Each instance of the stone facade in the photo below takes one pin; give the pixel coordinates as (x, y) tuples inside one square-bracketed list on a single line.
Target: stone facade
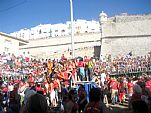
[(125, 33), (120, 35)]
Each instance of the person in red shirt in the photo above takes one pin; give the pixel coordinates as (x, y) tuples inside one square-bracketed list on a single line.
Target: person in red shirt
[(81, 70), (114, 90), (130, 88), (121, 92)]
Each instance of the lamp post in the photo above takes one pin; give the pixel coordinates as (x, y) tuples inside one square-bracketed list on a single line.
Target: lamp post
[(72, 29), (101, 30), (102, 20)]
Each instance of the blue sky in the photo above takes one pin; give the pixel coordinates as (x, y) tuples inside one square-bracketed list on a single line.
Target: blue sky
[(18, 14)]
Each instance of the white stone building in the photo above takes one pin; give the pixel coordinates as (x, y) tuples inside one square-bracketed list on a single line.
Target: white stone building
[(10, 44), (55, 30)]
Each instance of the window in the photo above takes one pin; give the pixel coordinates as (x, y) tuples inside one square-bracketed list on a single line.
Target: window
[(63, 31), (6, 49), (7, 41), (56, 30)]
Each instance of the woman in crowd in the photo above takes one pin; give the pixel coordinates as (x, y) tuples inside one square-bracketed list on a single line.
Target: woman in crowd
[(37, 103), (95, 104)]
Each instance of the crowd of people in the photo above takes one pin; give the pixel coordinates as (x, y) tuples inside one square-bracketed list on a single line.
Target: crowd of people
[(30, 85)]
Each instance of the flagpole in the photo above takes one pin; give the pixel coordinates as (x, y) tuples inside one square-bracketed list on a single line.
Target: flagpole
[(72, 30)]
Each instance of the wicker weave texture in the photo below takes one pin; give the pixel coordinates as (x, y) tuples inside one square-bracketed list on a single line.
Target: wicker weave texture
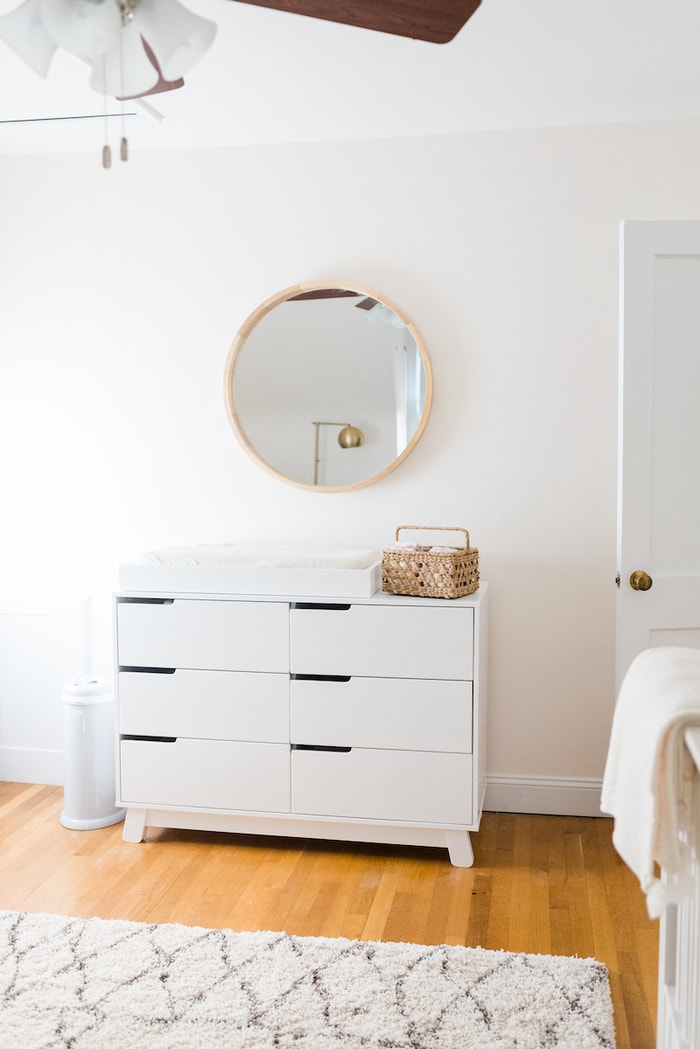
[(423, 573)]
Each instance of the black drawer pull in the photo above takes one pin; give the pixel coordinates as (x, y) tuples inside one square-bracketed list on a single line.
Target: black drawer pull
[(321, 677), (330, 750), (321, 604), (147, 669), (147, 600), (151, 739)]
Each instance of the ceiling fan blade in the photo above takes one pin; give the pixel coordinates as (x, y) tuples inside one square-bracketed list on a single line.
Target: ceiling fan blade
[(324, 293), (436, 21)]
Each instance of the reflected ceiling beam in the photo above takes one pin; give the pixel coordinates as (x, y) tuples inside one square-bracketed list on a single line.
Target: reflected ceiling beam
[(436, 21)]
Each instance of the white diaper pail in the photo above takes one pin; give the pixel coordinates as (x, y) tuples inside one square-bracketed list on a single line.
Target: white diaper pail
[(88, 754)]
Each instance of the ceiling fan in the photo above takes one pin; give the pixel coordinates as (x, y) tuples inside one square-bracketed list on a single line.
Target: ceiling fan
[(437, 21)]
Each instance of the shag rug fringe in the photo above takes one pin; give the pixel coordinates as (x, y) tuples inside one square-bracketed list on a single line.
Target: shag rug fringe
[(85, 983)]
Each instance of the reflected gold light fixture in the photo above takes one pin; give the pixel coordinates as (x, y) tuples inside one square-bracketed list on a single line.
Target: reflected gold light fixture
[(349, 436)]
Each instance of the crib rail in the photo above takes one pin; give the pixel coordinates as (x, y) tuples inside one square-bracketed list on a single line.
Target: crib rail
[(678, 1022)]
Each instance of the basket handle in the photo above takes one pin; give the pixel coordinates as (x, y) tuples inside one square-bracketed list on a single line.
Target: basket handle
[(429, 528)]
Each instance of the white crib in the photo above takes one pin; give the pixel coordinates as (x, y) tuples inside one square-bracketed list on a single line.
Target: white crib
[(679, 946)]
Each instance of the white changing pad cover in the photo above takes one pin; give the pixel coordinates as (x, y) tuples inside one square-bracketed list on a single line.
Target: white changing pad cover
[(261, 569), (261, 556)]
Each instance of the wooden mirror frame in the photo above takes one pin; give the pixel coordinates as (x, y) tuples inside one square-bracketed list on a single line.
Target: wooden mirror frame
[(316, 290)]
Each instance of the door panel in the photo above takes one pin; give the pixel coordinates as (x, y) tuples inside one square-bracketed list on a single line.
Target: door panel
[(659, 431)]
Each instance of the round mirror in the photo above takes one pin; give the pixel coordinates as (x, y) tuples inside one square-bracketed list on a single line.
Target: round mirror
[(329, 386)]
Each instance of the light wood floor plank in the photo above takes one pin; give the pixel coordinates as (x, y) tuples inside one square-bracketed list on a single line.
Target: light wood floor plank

++++++

[What you need to do] Write the listing again exactly, duplicating every line and skipping the pictures.

[Exercise result]
Each instance of the stone facade in the photo below takes one pin; give the pixel coordinates as (x, y) tuples inside one square-bracketed list on a single line.
Target: stone facade
[(125, 33), (120, 35)]
Each instance of the person in red shirt in the photo above takes one pin; give the pixel coordinates as (x, y) tuples inside one square-bracketed list on a single line.
Target: person in red shirt
[(81, 70), (114, 90), (130, 88), (121, 92)]
Each instance of the lamp post in the photo above takes one pin; give the pixel coordinates as (x, y) tuples inside one square-bracketed list on a single line.
Target: lamp post
[(72, 29), (101, 30), (102, 20)]
Each instance of the blue sky in the photo above takes one pin; give the pixel coordinates as (x, y) tuples inside one square-bracketed list on a single line.
Target: blue sky
[(18, 14)]
Each instance of the white stone building in the photo above takes one pin; give the pixel coordinates as (x, y) tuples inside one square-bracketed list on a single line.
Target: white stone building
[(10, 44), (55, 30)]
Each instance of the window in the photo above takes one pin; give the pixel coordinates as (x, y) tuples inside one square-bracketed list on a single line.
Target: window
[(63, 31), (6, 49), (7, 41), (56, 30)]
Each instance of the woman in crowd in the photo above takes one pin; give the pixel coordinates as (x, y) tuples inside one square-bracketed list on a single line.
Target: woman in crowd
[(37, 103), (95, 104)]
Each instance of the crowd of people in the photo above takes one pin; give the pixel coordinates as (x, y) tuples inside one square-bracketed list on a single line.
Target: crowd of people
[(30, 85)]
Each instance of the flagpole in the photo above takes one pin; give the pixel coordinates as (x, y) tuples inside one square-bracketed list on a single line.
Target: flagpole
[(72, 30)]
Each instance of the wicker weave texture in the photo below takes one pin; give the pixel coordinates as (x, y) tuples inside one square-bracketed list on a single line.
Target: wicker weave texture
[(423, 573)]
Each instance of the black drawer pull in the photo above takes one pin; give the pixel coordinates as (x, y) tuples inside one square-bracketed list on a single line.
Target: black drawer pull
[(321, 677), (330, 750), (321, 604), (147, 669), (147, 600), (151, 739)]
Each instance of the ceiling fan blade in the photo above takes one pin; give the pixel coordinates as (x, y) tuples inside one square-bracketed list on a single line.
Target: ceiling fan blade
[(324, 293), (436, 21)]
Each instance of the reflected ceiling beam in the photo above takes one pin; give the pixel coordinates as (x, y) tuples inside one square-bracketed list on a single line.
Target: reflected ceiling beam
[(436, 21)]
Each instance of the white diaper pail in the photo above takes one pin; give the pixel coordinates as (x, y) tuples inside one square-bracketed list on a single line.
Target: white diaper pail
[(88, 754)]
Each instance of the ceiling fan in the photo above takes one pin; give the pixel coordinates as (x, y) tuples inside one square-bracketed list on a single line.
Target: ceiling fan
[(437, 21)]
Each instance of the shag rug fringe in the photo above takes one pin; give the pixel coordinates as (x, y) tuples inside one square-bracketed list on a single line.
Target: shag rug fringe
[(85, 983)]
Each instance of the reflected gold light fixture in the photo above takes one pin; give the pixel coordinates as (x, y) tuples inside one square-bracketed list on a single line.
Target: reflected gold light fixture
[(349, 436)]
Each instance of the crib rail in the photo above takes one pin; give the pixel coordinates as (x, y) tuples inside one square-bracketed list on a single line.
Target: crib rail
[(678, 1022)]
Each instance of the basket handle in the photo above takes one pin; give the pixel coordinates as (x, y) tuples inside one square-bracketed list on a single line.
Target: basket handle
[(429, 528)]
Each instance of the white crib in the photo above takes one pin; give the pixel coordinates as (x, y) tuples inside one square-bracketed list on a single line.
Target: white crib
[(679, 946)]
Each instance of the white changing pad cover in the photo above takes one pin; give the pixel coordinates as (x, y) tuples inside one square-bracketed list on a single line.
Target: white changing pad cover
[(261, 569), (261, 556)]
Each instance of the wooden mirror frame in the photo above takes one pin; give the pixel coordinates as (x, y) tuples inside one square-bracketed list on a single line.
Target: wooden mirror frame
[(316, 290)]
Each instance of the door panel in the photo above takes one pin; give the pixel coordinates as (x, y) tuples inside one square-bracketed list on a single line.
Target: door panel
[(659, 431)]
Each instance of the round mirror in the photo above takes one pin; give the pixel coordinates as (x, y) tuples inside one square-bracketed list on a single line.
Target: round mirror
[(329, 386)]
Each instance of the light wood floor plank in the photo above takes one pin; give the pixel coordinates as (x, y) tuples inside one square-bracketed list on a single line.
Target: light wood floor plank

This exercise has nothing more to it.